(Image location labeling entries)
________________

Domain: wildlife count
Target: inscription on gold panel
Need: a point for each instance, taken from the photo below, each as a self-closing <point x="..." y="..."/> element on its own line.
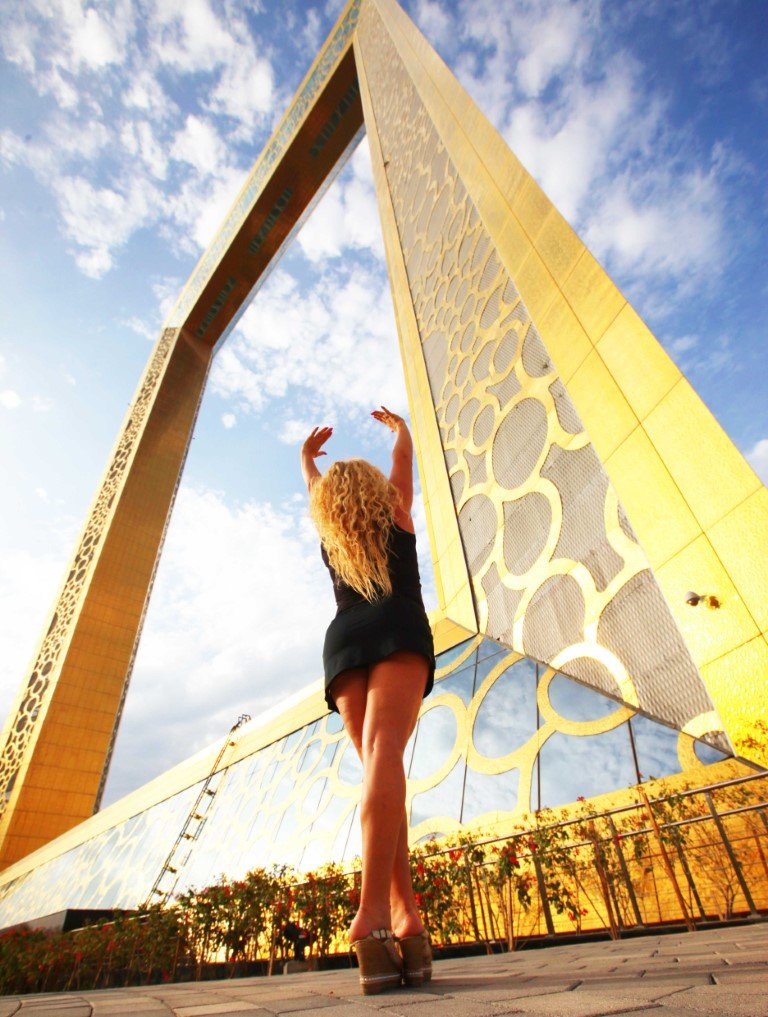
<point x="556" y="571"/>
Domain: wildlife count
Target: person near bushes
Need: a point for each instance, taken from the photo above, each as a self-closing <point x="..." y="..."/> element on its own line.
<point x="378" y="660"/>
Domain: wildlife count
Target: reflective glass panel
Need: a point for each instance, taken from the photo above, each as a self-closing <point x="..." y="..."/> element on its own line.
<point x="507" y="717"/>
<point x="309" y="756"/>
<point x="354" y="846"/>
<point x="488" y="664"/>
<point x="489" y="792"/>
<point x="329" y="756"/>
<point x="312" y="797"/>
<point x="656" y="746"/>
<point x="445" y="799"/>
<point x="334" y="723"/>
<point x="350" y="768"/>
<point x="434" y="740"/>
<point x="708" y="754"/>
<point x="577" y="702"/>
<point x="444" y="659"/>
<point x="592" y="764"/>
<point x="460" y="684"/>
<point x="283" y="789"/>
<point x="489" y="648"/>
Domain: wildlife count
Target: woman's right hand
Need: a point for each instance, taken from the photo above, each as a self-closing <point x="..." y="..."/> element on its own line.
<point x="389" y="419"/>
<point x="313" y="443"/>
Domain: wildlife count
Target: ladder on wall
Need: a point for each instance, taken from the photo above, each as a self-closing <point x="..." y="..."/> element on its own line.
<point x="178" y="856"/>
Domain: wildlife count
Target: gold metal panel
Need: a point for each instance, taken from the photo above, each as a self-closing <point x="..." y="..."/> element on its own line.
<point x="556" y="572"/>
<point x="709" y="633"/>
<point x="711" y="473"/>
<point x="736" y="684"/>
<point x="448" y="556"/>
<point x="565" y="338"/>
<point x="557" y="245"/>
<point x="607" y="416"/>
<point x="640" y="366"/>
<point x="654" y="503"/>
<point x="593" y="297"/>
<point x="741" y="541"/>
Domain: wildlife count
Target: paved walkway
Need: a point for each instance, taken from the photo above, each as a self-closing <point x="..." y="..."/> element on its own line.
<point x="717" y="971"/>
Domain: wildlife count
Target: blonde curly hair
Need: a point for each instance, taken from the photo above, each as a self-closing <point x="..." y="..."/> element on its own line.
<point x="353" y="507"/>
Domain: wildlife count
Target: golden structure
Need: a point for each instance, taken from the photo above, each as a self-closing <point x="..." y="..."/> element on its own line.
<point x="576" y="486"/>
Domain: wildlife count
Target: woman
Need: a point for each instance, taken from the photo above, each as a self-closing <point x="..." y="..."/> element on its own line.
<point x="379" y="663"/>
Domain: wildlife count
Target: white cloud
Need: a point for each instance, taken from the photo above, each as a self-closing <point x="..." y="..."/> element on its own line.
<point x="9" y="399"/>
<point x="556" y="41"/>
<point x="294" y="431"/>
<point x="254" y="574"/>
<point x="347" y="217"/>
<point x="245" y="90"/>
<point x="102" y="219"/>
<point x="140" y="327"/>
<point x="333" y="345"/>
<point x="758" y="459"/>
<point x="188" y="36"/>
<point x="199" y="144"/>
<point x="662" y="224"/>
<point x="433" y="20"/>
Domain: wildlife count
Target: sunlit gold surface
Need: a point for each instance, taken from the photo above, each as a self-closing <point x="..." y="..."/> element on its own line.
<point x="575" y="485"/>
<point x="303" y="792"/>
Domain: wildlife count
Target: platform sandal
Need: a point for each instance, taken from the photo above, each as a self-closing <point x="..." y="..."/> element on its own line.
<point x="379" y="963"/>
<point x="417" y="959"/>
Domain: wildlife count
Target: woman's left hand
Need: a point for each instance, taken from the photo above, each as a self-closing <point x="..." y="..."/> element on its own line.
<point x="313" y="444"/>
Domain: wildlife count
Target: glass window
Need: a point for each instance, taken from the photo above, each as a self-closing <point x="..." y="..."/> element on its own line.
<point x="577" y="702"/>
<point x="340" y="841"/>
<point x="309" y="756"/>
<point x="708" y="754"/>
<point x="508" y="715"/>
<point x="311" y="800"/>
<point x="489" y="648"/>
<point x="487" y="664"/>
<point x="435" y="738"/>
<point x="329" y="756"/>
<point x="587" y="765"/>
<point x="461" y="683"/>
<point x="350" y="768"/>
<point x="445" y="799"/>
<point x="283" y="789"/>
<point x="334" y="723"/>
<point x="489" y="793"/>
<point x="656" y="748"/>
<point x="354" y="846"/>
<point x="444" y="659"/>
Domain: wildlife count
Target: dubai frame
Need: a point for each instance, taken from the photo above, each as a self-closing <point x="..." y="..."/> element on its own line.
<point x="576" y="487"/>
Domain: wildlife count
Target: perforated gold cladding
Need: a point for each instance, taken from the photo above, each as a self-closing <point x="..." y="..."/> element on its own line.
<point x="566" y="585"/>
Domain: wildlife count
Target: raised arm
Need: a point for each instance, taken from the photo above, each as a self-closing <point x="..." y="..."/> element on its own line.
<point x="310" y="451"/>
<point x="402" y="457"/>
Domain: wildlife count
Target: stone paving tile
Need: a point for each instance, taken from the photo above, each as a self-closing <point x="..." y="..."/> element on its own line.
<point x="200" y="1010"/>
<point x="132" y="1010"/>
<point x="720" y="1000"/>
<point x="299" y="1004"/>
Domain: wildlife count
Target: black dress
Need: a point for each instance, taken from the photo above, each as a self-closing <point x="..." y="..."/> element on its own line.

________________

To be done:
Please count how many lines in the data above contain the string "panel". Case matters, and the reply should be only the number.

Solution:
3